• [Problem statement]: Wherever a picture appears, skip it and retype the rest of the data exactly.

• [Natural language region descriptions]:
*** Block opens ***

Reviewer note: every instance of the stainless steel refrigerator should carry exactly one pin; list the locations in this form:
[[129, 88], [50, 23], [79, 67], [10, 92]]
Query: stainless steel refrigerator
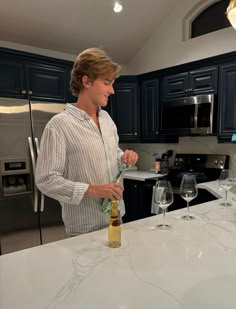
[[27, 217]]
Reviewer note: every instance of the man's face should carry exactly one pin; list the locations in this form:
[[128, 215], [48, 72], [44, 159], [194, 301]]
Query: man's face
[[100, 90]]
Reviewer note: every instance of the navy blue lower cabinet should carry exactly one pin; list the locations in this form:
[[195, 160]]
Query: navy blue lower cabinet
[[137, 197]]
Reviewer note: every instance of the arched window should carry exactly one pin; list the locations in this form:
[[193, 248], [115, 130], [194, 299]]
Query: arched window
[[205, 17], [213, 18]]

*** Block closes ***

• [The completed task]:
Reviewer note: every instance of the stainless steel refrigerator should carry exactly one pin; list the locations in this form:
[[129, 88], [50, 23], [79, 67], [10, 92]]
Query: stainless steel refrigerator
[[27, 217]]
Reviewer note: every instance of the man's face should carry exactly one pin; list the locations in this form:
[[128, 215], [48, 72], [44, 159], [194, 301]]
Query: man's face
[[100, 90]]
Reviewer note: every instance of the navy blue lower cabinet should carry exactly one pin; list the locations in this form:
[[195, 160]]
Query: navy blue lower cabinet
[[137, 197]]
Reviewer note: every instance of the arched window should carry exactly one pin; list the locations in this form:
[[193, 248], [115, 130], [194, 299]]
Query: arched window
[[205, 17], [213, 18]]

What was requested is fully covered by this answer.